- [What you will do]
Could you repeat, word for word, only the lines from the one containing "</instance>" through the final line of the records below?

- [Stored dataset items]
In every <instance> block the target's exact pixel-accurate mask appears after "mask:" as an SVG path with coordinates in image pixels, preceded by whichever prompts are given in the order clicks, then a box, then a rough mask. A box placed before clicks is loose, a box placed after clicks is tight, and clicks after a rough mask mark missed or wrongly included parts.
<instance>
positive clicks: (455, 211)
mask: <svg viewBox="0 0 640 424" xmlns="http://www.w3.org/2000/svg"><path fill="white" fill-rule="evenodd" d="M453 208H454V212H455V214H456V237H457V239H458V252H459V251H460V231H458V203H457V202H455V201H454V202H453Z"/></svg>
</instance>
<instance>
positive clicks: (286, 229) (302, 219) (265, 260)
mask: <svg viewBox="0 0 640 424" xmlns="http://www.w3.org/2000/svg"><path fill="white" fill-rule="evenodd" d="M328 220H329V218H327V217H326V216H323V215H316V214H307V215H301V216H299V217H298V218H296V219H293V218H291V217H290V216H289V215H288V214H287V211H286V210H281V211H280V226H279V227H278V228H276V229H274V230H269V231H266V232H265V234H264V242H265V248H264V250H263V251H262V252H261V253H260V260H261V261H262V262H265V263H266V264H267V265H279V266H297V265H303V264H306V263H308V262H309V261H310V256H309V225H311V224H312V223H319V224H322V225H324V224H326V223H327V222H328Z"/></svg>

- [Response]
</instance>
<instance>
positive clicks: (286, 229) (302, 219) (265, 260)
mask: <svg viewBox="0 0 640 424" xmlns="http://www.w3.org/2000/svg"><path fill="white" fill-rule="evenodd" d="M328 220H329V218H327V217H326V216H323V215H316V214H307V215H301V216H299V217H298V218H296V219H293V218H291V217H290V216H289V215H288V214H287V211H286V210H281V211H280V226H279V227H278V228H276V229H274V230H269V231H266V232H265V234H264V242H265V248H264V250H263V251H262V252H261V253H260V260H261V261H262V262H265V263H266V264H267V265H279V266H297V265H303V264H306V263H308V262H309V261H310V256H309V225H311V224H312V223H319V224H322V225H324V224H326V223H327V222H328Z"/></svg>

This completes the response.